EXERCISE PROMPT: Display every line in the entries below that contains the string "outline".

----

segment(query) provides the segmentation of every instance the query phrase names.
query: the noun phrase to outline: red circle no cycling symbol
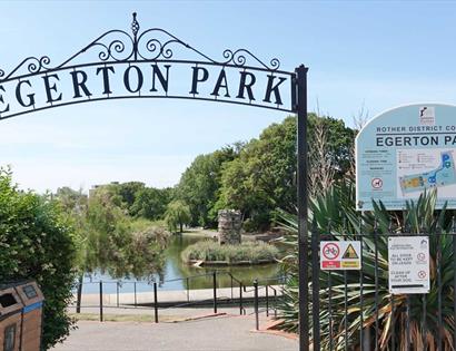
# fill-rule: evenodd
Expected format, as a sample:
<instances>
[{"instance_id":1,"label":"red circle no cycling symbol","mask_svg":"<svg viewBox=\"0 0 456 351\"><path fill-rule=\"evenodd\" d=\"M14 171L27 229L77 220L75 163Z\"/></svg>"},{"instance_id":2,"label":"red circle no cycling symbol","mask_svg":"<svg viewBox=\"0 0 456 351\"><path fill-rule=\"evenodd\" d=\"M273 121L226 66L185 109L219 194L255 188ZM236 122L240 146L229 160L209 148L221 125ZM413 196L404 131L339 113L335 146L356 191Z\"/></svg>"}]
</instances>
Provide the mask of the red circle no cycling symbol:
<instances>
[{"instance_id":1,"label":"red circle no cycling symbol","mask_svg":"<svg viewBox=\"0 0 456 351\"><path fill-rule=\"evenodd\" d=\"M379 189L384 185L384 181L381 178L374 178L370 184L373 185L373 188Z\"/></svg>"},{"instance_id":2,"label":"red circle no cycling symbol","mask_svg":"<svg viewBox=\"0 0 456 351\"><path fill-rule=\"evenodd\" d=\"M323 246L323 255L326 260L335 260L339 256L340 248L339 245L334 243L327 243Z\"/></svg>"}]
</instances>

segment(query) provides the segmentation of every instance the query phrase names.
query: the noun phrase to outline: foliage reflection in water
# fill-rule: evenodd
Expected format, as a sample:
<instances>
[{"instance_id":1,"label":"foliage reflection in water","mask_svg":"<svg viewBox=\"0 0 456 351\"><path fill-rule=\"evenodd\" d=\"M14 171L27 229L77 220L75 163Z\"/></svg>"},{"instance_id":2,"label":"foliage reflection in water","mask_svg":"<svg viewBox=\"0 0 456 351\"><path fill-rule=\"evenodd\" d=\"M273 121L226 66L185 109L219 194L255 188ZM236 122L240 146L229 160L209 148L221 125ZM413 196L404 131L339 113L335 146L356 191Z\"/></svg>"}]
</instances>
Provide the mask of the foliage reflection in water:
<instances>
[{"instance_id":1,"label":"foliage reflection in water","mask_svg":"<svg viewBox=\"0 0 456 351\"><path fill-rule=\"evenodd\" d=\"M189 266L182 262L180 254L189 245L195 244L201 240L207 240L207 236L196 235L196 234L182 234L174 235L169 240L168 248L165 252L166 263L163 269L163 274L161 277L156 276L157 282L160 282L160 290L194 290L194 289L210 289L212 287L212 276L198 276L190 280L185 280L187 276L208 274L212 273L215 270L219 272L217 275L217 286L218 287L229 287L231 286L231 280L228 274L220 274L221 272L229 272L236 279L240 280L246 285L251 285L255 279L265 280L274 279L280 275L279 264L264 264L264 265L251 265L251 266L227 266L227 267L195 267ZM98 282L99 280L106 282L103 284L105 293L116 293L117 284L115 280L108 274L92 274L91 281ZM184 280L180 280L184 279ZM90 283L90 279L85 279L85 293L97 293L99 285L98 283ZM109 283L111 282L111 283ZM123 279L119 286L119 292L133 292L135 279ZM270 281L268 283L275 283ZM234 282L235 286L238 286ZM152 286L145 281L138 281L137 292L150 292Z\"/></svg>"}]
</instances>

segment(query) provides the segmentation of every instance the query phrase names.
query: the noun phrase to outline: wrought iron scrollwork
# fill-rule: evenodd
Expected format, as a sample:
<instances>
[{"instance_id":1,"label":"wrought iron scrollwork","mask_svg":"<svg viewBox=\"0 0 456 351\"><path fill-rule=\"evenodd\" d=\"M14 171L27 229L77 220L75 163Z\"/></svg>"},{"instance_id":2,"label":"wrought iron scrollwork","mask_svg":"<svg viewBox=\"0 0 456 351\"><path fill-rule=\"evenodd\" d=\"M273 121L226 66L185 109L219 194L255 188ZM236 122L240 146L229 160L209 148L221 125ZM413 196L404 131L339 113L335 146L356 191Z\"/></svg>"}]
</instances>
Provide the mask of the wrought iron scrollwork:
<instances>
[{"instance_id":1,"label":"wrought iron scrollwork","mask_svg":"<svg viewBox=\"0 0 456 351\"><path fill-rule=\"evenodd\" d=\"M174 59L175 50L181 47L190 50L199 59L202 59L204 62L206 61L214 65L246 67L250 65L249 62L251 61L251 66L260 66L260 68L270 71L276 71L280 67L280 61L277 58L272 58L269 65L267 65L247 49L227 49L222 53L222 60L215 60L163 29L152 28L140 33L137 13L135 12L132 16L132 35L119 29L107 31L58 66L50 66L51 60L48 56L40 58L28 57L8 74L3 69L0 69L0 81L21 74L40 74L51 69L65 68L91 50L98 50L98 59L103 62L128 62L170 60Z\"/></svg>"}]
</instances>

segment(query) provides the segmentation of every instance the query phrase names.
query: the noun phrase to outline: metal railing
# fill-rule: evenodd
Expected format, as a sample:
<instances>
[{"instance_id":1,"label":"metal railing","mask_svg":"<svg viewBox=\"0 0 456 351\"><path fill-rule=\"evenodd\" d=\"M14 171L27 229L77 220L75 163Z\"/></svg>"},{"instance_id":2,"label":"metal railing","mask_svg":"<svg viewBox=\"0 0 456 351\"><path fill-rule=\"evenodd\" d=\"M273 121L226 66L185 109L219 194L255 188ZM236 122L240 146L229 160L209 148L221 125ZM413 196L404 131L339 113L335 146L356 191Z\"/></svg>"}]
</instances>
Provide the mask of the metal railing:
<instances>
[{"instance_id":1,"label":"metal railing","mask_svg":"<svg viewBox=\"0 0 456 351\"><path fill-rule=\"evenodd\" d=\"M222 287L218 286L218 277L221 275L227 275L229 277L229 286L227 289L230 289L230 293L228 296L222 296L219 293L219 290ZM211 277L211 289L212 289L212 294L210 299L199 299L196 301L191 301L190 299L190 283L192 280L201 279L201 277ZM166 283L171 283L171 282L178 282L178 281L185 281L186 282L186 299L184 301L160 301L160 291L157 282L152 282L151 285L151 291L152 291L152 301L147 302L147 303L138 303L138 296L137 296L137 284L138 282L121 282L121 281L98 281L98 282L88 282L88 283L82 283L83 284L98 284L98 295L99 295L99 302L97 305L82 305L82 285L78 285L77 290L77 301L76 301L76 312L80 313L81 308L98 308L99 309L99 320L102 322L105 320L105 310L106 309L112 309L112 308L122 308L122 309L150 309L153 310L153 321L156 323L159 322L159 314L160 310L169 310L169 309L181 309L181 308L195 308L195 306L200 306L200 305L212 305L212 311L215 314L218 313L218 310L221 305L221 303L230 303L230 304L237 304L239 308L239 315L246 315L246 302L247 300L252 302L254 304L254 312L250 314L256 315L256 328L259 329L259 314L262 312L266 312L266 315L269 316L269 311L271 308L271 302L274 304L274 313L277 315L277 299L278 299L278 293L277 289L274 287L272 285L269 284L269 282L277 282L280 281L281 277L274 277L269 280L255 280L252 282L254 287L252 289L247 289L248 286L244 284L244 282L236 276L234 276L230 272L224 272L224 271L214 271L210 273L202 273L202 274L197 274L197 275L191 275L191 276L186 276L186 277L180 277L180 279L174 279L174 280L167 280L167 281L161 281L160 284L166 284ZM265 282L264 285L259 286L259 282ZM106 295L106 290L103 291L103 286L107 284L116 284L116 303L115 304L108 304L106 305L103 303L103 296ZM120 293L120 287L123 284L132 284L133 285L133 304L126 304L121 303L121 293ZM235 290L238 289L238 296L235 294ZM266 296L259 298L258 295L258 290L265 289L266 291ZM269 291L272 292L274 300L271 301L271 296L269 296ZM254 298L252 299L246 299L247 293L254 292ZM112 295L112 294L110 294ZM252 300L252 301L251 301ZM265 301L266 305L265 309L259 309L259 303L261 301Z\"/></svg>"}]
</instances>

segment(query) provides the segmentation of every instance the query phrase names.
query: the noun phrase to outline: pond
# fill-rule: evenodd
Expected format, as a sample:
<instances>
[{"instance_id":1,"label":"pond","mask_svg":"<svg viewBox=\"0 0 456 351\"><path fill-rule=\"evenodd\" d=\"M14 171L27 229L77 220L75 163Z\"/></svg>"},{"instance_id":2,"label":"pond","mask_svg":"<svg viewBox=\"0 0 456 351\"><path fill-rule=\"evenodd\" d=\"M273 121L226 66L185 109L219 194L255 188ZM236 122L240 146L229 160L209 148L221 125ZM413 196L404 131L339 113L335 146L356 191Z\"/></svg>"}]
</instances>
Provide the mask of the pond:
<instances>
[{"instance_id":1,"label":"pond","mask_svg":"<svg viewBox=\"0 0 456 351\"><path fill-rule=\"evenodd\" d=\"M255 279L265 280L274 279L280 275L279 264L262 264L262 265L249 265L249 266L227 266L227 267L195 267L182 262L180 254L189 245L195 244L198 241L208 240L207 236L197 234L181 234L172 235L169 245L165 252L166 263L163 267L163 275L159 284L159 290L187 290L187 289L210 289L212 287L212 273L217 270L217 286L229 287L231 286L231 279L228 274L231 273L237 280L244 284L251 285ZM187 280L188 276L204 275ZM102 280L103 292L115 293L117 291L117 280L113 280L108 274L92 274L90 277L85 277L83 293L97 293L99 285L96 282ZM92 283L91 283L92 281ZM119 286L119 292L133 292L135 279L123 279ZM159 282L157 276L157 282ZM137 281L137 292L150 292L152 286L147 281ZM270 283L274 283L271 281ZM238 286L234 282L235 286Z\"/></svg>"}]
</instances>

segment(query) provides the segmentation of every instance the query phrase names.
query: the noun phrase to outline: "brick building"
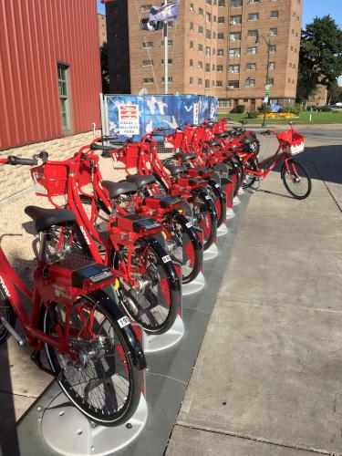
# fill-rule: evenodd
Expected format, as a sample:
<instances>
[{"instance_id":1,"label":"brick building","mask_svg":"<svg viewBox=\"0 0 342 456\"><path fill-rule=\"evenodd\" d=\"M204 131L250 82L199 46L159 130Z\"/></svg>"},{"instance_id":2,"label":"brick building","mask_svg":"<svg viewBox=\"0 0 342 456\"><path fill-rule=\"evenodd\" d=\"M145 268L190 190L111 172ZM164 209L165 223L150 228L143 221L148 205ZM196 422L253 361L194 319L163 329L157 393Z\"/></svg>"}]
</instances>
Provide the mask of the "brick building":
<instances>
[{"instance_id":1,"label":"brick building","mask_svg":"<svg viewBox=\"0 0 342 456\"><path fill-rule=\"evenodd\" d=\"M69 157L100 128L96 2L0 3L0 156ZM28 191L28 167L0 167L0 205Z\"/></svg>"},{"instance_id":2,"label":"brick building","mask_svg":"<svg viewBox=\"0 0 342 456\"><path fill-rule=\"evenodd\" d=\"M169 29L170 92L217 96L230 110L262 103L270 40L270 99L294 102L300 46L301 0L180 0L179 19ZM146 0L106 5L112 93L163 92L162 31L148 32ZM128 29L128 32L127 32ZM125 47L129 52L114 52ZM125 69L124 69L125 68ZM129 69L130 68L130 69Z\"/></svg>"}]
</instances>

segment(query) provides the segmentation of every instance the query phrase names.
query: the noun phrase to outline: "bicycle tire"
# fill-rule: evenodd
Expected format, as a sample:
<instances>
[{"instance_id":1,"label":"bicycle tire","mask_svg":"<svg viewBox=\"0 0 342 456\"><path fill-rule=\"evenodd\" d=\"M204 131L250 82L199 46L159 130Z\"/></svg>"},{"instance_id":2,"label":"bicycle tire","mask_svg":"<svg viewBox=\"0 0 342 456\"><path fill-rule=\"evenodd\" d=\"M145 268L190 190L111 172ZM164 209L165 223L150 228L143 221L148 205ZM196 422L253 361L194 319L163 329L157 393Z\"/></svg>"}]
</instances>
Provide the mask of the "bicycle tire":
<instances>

----

FINISHED ANSWER:
query: the noun phrase to outline: red circle no cycling symbol
query: the noun phrase to outline: foliage reflection in water
query: the noun phrase to outline: wrought iron scrollwork
query: the noun phrase to outline: metal railing
query: the noun phrase to outline: pond
query: the noun phrase to outline: "brick building"
query: the noun phrase to outline: "bicycle tire"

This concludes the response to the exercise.